## WHAT THE TASK REQUIRES
Lay out the records from the line containing "Target: cloud" through the end of the records as a JSON list of strings, one string per line, leaving out blank lines.

○ ○ ○ ○ ○ ○ ○

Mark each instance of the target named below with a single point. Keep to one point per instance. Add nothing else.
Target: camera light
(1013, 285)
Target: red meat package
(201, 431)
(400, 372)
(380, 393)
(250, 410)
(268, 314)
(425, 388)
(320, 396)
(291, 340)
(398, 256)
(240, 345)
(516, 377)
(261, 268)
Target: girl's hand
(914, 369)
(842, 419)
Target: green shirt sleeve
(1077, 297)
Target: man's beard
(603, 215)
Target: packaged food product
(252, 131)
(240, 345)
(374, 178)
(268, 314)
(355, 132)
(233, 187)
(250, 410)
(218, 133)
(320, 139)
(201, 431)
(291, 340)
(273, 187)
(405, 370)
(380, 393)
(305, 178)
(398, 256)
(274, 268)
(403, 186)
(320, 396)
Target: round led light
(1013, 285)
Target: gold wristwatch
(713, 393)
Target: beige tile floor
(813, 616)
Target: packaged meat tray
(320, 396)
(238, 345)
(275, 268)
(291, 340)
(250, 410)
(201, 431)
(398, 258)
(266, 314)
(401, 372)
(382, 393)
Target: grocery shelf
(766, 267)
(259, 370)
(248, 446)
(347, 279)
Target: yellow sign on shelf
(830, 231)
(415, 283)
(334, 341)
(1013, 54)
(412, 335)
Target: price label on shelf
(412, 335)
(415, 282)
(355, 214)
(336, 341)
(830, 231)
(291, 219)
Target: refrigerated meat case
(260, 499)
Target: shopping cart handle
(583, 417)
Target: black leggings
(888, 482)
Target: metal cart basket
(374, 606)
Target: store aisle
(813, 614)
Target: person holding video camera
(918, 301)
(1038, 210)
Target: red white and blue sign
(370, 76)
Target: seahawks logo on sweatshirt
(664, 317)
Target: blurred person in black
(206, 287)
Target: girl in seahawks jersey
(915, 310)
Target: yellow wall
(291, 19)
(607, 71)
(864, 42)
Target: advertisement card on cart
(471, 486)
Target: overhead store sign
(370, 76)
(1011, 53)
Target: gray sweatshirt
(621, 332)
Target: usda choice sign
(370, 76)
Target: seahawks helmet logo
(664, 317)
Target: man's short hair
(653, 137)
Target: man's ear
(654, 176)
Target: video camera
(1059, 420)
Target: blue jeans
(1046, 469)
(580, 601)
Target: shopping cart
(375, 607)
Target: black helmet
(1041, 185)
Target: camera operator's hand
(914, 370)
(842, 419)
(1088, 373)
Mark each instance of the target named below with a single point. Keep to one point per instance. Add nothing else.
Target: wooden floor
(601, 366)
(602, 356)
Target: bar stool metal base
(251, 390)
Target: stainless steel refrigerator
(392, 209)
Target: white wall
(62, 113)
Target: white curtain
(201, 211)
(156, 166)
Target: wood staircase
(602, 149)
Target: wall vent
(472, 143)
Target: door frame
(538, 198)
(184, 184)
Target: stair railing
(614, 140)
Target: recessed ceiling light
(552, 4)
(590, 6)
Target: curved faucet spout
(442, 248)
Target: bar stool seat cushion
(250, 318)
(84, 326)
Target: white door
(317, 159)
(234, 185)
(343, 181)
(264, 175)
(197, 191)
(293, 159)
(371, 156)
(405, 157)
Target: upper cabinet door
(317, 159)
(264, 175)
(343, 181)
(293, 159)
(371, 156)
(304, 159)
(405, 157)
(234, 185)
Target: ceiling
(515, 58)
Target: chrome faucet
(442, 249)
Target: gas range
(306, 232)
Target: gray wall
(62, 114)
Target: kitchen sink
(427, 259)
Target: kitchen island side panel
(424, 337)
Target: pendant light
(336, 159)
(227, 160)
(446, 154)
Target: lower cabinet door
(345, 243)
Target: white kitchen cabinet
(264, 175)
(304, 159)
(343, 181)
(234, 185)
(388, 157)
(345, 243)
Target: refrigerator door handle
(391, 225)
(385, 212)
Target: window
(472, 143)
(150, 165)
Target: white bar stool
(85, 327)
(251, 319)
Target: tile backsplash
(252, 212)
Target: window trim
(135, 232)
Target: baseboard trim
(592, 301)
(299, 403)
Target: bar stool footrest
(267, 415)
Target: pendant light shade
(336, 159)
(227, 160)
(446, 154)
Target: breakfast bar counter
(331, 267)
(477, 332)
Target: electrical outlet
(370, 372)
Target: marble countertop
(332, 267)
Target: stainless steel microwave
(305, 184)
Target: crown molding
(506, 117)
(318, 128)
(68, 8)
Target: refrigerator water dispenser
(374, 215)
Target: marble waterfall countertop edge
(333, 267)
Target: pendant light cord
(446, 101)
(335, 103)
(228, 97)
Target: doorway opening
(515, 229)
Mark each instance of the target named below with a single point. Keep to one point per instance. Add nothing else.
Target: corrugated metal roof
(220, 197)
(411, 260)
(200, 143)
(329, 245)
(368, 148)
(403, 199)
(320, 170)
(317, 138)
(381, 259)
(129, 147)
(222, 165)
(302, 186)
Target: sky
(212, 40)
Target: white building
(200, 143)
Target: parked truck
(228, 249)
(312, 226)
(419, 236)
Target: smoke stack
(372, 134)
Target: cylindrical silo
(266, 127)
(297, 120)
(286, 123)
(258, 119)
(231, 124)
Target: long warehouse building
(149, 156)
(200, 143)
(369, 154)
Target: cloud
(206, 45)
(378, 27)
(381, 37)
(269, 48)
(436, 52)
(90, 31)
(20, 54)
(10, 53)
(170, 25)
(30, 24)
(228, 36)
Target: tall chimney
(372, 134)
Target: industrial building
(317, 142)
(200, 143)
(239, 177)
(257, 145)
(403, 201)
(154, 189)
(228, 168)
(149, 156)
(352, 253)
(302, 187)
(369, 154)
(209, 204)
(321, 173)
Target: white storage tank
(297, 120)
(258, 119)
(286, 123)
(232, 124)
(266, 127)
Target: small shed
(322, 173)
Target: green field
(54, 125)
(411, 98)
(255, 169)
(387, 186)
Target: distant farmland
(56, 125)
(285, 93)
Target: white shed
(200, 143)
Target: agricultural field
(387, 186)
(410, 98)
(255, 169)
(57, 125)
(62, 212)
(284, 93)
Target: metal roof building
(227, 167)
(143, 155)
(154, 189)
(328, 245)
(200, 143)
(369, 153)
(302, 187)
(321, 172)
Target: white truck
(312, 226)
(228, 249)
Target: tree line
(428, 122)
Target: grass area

○ ○ ○ ○ ○ ○ ○

## EXERCISE ANSWER
[
  "Target: cloud",
  "(206, 45)",
  "(378, 27)",
  "(381, 37)",
  "(269, 48)",
  "(436, 52)",
  "(90, 31)",
  "(20, 54)",
  "(10, 53)",
  "(170, 25)",
  "(30, 24)",
  "(228, 36)",
  "Target: tall chimney",
  "(372, 134)",
  "Target: industrial building",
  "(317, 142)",
  "(200, 143)",
  "(239, 177)",
  "(257, 145)",
  "(403, 201)",
  "(154, 189)",
  "(228, 168)",
  "(149, 156)",
  "(352, 253)",
  "(302, 187)",
  "(369, 154)",
  "(209, 204)",
  "(321, 173)",
  "Target: white storage tank",
  "(297, 120)",
  "(258, 119)",
  "(286, 123)",
  "(232, 124)",
  "(266, 127)",
  "Target: small shed",
  "(322, 173)",
  "Target: green field",
  "(54, 125)",
  "(411, 98)",
  "(255, 169)",
  "(387, 186)",
  "Target: distant farmland",
  "(56, 125)",
  "(285, 93)",
  "Target: white shed",
  "(200, 143)",
  "Target: agricultural field",
  "(387, 186)",
  "(410, 98)",
  "(255, 169)",
  "(57, 125)",
  "(62, 212)",
  "(284, 93)",
  "Target: metal roof building",
  "(227, 167)",
  "(143, 155)",
  "(154, 189)",
  "(328, 245)",
  "(200, 143)",
  "(369, 153)",
  "(302, 187)",
  "(321, 172)",
  "Target: white truck",
  "(312, 226)",
  "(228, 249)",
  "Target: tree line",
  "(428, 122)",
  "Target: grass area"
]